§ **What the task asks**:
Copy the entries below word for word, starting at the line with "dog's face sits?" and ending at the line with "[204,0,669,250]", including both of those lines.

§ **Record excerpts**:
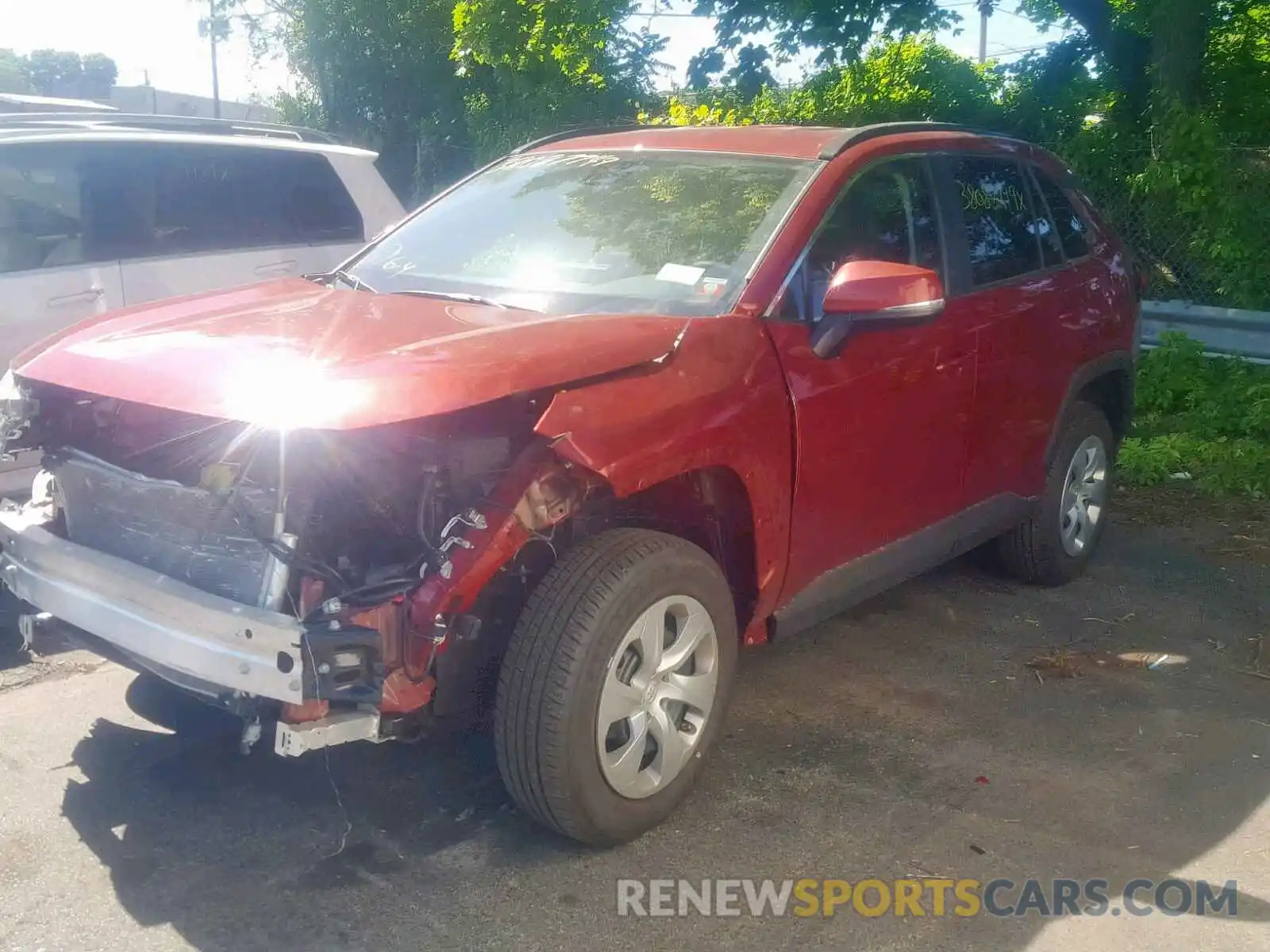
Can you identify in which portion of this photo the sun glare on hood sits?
--
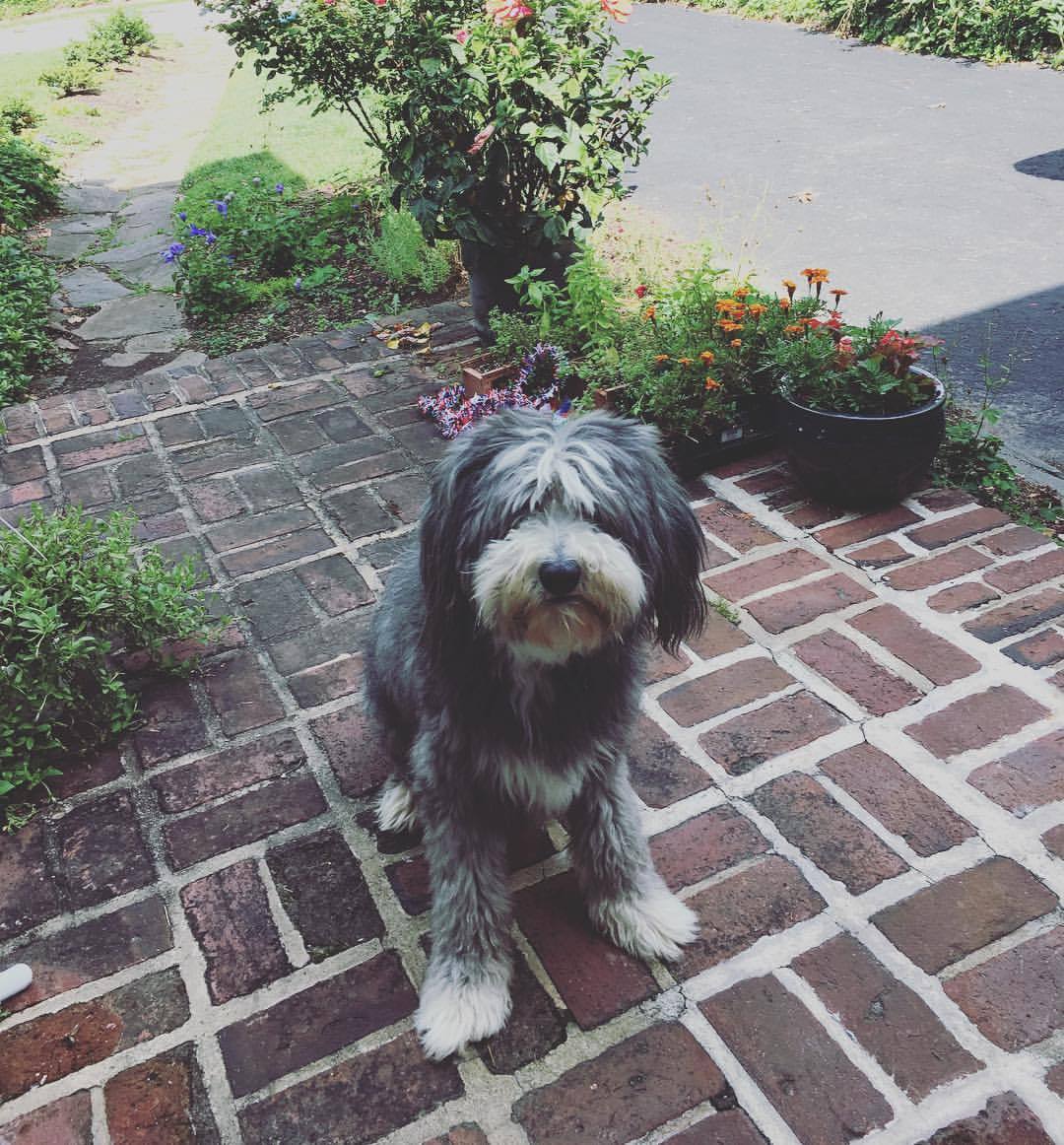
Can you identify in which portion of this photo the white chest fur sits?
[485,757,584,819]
...
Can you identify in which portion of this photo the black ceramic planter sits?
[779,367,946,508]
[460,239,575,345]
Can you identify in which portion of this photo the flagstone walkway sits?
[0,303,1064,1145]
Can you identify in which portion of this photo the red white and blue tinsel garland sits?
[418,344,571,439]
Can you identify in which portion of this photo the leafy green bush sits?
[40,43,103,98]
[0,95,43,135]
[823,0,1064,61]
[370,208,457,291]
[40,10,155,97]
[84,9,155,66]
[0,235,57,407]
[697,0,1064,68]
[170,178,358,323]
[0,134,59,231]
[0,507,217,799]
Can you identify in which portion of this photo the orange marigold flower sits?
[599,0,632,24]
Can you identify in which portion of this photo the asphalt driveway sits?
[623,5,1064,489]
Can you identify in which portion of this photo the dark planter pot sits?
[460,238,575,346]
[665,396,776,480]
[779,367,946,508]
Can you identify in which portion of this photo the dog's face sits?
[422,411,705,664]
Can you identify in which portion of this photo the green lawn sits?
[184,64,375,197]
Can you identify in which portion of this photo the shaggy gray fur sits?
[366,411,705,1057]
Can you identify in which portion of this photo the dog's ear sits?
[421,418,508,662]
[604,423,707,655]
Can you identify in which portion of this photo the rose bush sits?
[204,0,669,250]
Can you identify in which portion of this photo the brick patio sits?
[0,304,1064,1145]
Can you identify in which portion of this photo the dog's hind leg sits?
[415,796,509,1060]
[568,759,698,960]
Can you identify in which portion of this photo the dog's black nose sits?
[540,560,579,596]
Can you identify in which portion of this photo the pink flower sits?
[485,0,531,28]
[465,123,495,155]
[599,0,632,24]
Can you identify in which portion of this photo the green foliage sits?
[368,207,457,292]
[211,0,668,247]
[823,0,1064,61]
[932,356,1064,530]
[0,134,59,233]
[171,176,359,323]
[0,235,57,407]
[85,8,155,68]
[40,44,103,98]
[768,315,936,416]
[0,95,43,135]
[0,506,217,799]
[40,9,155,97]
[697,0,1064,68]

§ **Correct result**:
Can you identify in which portion of this photo the dog's face sits?
[422,411,705,664]
Can you identify in which portion of this photo the green lawn sits?
[184,64,375,197]
Can you identify in which portion of this photo the shaggy gray fur sits?
[366,411,705,1057]
Can you identify in which portion of this photo the dog's ear sits?
[421,418,508,662]
[604,423,707,655]
Can you identify in which portion of this photo the rose bush sits?
[204,0,669,250]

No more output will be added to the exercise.